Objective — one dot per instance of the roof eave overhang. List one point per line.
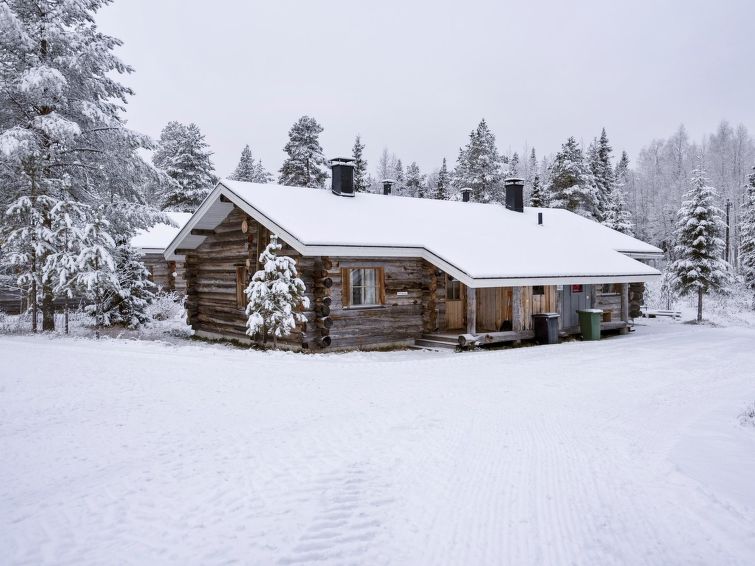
(386, 251)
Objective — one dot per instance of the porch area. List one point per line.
(487, 316)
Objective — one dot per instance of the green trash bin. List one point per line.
(589, 323)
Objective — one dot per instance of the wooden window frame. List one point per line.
(242, 276)
(449, 285)
(346, 287)
(613, 289)
(263, 239)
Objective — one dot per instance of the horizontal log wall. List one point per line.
(402, 318)
(609, 301)
(211, 276)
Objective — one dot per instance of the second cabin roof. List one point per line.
(483, 245)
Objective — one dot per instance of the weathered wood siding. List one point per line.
(609, 300)
(402, 317)
(410, 285)
(495, 305)
(211, 272)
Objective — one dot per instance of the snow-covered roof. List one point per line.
(157, 238)
(483, 245)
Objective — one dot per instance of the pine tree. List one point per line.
(571, 184)
(96, 275)
(171, 137)
(398, 175)
(61, 124)
(698, 267)
(599, 159)
(192, 171)
(479, 166)
(28, 247)
(276, 296)
(305, 165)
(128, 304)
(532, 172)
(514, 165)
(617, 216)
(537, 195)
(415, 181)
(747, 235)
(361, 183)
(67, 219)
(246, 169)
(250, 170)
(444, 182)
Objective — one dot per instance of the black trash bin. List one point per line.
(546, 327)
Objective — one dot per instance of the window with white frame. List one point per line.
(365, 286)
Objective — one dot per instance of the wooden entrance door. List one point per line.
(455, 304)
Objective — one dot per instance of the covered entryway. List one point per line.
(496, 312)
(574, 298)
(456, 293)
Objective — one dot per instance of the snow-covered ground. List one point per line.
(625, 451)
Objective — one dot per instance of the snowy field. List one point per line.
(626, 451)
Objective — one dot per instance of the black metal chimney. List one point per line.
(342, 176)
(514, 194)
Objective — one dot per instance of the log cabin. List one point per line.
(383, 270)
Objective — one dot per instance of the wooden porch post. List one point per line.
(625, 302)
(625, 306)
(517, 324)
(471, 311)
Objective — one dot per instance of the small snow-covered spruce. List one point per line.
(305, 165)
(96, 275)
(572, 185)
(698, 267)
(444, 182)
(514, 165)
(599, 161)
(129, 304)
(479, 166)
(537, 195)
(191, 169)
(415, 181)
(361, 182)
(747, 235)
(250, 170)
(275, 296)
(28, 245)
(66, 221)
(618, 216)
(61, 123)
(398, 175)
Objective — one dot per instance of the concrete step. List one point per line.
(435, 344)
(441, 338)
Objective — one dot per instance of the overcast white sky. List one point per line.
(416, 77)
══════════
Your copy of the records must match them exactly, except that no pictures appear in it.

[Result below]
Objective — one dot per instance of the roof eave overhang. List one point per line.
(386, 251)
Objective — one dot per instance of the porch area. List one point per line.
(487, 316)
Objective — one dot per instance of the green trash bin. List one point per line.
(589, 323)
Objective — one dot per instance of the wooden window frame. List one point per line.
(242, 276)
(449, 285)
(346, 287)
(613, 289)
(263, 239)
Objective — one dot per instance of the horizontal log wall. List one point per line.
(402, 318)
(609, 301)
(211, 276)
Objective — one dot per instance of the second cabin roof. List one point per line.
(483, 245)
Objective — one dot per instance of the weathered wood siding. List one point per line.
(609, 300)
(402, 317)
(410, 285)
(495, 305)
(211, 272)
Objective — one dot per instance of the snow-covered roof. List one point per line.
(157, 238)
(483, 245)
Objective — one dot per instance of the pine tree. List one point per line.
(571, 184)
(96, 275)
(171, 137)
(398, 175)
(61, 124)
(698, 267)
(599, 159)
(192, 171)
(479, 166)
(28, 247)
(276, 296)
(305, 165)
(128, 304)
(532, 172)
(514, 165)
(617, 216)
(537, 195)
(415, 181)
(747, 235)
(361, 183)
(67, 219)
(246, 169)
(250, 170)
(444, 182)
Objective — one dot per instance of the black trash bin. List one point per line.
(546, 327)
Objective — one dot per instance of the window with white frame. List one point per line.
(365, 286)
Objective — one dot per instance of the wooden entrance door. List one point per line.
(455, 304)
Objective — one dot per instance of the covered entryway. List one point per line.
(496, 312)
(574, 298)
(456, 293)
Objective — one dot per instance of the snow-covered ground. List one point per line.
(625, 451)
Objective — one dot per instance of the snowy field. List one point per line.
(626, 451)
Objective — one dot per instance of the black metal chimney. List one point per line.
(342, 176)
(514, 194)
Objective — one dot per instance of the log cabin. List one point per line.
(383, 270)
Objective — one dot per instance of the wooden porch post. List one point per line.
(625, 302)
(625, 306)
(517, 324)
(471, 311)
Objective — one dot per instance of the small snow-covered spruce. List one point per line.
(305, 165)
(96, 275)
(572, 185)
(698, 267)
(444, 182)
(514, 165)
(599, 161)
(129, 304)
(479, 166)
(537, 195)
(191, 169)
(415, 181)
(361, 182)
(747, 235)
(250, 170)
(275, 296)
(28, 245)
(66, 221)
(618, 216)
(61, 123)
(398, 175)
Objective — one dot per instance of the concrete step. List one point per line.
(435, 344)
(441, 338)
Objective — one dot per instance of the overcast white sky. List one point per line.
(416, 77)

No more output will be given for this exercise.